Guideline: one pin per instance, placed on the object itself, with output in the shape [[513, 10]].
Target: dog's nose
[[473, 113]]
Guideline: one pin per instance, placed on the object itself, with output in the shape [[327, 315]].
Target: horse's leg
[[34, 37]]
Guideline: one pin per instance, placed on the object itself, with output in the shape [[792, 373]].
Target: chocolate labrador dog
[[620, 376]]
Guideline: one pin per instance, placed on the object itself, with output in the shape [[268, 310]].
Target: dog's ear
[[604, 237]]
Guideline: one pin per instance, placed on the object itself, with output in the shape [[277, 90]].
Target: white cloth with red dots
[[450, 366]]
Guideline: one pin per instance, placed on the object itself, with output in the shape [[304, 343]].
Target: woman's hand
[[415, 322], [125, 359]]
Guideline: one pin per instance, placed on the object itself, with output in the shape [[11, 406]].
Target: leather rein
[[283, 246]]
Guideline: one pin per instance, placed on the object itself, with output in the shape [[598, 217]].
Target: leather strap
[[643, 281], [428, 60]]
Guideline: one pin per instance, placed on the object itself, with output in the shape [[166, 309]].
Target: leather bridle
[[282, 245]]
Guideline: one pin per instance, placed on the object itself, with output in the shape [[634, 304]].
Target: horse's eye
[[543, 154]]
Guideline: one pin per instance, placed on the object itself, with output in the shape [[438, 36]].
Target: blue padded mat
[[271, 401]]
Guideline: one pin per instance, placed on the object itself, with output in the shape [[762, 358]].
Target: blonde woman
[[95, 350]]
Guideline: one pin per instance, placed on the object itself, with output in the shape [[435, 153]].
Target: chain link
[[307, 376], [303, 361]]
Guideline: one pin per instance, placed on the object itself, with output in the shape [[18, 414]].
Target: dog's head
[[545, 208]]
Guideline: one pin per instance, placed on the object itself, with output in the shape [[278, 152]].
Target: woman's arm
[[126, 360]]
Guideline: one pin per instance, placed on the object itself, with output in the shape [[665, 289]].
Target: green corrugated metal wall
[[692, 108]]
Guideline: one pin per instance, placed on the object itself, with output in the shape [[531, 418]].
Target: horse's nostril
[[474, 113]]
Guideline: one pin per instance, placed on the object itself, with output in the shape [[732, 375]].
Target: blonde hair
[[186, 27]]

*Problem details*:
Reproduce all of the records above word for word, with nothing changed.

*Response*:
Guideline: one pin per instance, placed on the object itself, with output in the shape [[513, 10]].
Target: dog's nose
[[473, 113]]
Guideline: one pin per instance, placed on the object itself, with output in the shape [[327, 315]].
Target: horse's leg
[[34, 37]]
Guideline: one pin per instance, placed on the object itself, with output in the shape [[792, 373]].
Target: chocolate labrador dog
[[620, 376]]
Guideline: one pin per instance, placed on the object itself, with output in the shape [[268, 310]].
Target: dog's ear
[[604, 237]]
Guideline: one pin per instance, placed on the object itself, with output in the shape [[277, 90]].
Target: white cloth with red dots
[[450, 366]]
Guideline: one pin per instance, placed on the object itself, with output in the shape [[304, 343]].
Target: woman's hand
[[415, 322], [125, 359]]
Guideline: one pin per instance, placed on the object itself, with output in the shape [[11, 406]].
Target: leather rein
[[283, 246]]
Guideline: one pin per instance, placed on the object itself, with output in the shape [[598, 217]].
Target: leather strap
[[643, 281], [428, 60]]
Guideline: one pin per instance, placed on the object itself, with output in the shape [[166, 309]].
Target: leather bridle
[[282, 245]]
Guideline: one pin per instance, placed on the object itself, with output in the shape [[634, 304]].
Target: horse's eye
[[543, 154]]
Guideline: one pin per instance, placed on the object itself, with output in the shape [[438, 36]].
Target: blue padded mat
[[271, 401]]
Guideline: one pin per instance, placed on the object itself, with output in the shape [[762, 358]].
Target: blonde woman
[[95, 350]]
Guideline: one pin per instance, placed on the object itself, with output in the shape [[435, 153]].
Target: chain link
[[307, 376], [303, 361]]
Guideline: one pin per instance, placed on the object itself, with output in the shape [[18, 414]].
Target: dog's head
[[545, 208]]
Guideline: one pin per instance, placed on the object itself, with output in the shape [[278, 152]].
Target: woman's arm
[[126, 360]]
Guideline: one pin per instance, placed on the object itself, with output in the shape [[665, 289]].
Target: green corrugated metal wall
[[692, 108]]
Guideline: one pin per instance, placed on the object itself, with output in the shape [[531, 418]].
Target: horse's nostril
[[474, 113]]
Guideline: one pin per instance, placed on the object itself, with output in the shape [[732, 375]].
Target: blonde hair
[[186, 27]]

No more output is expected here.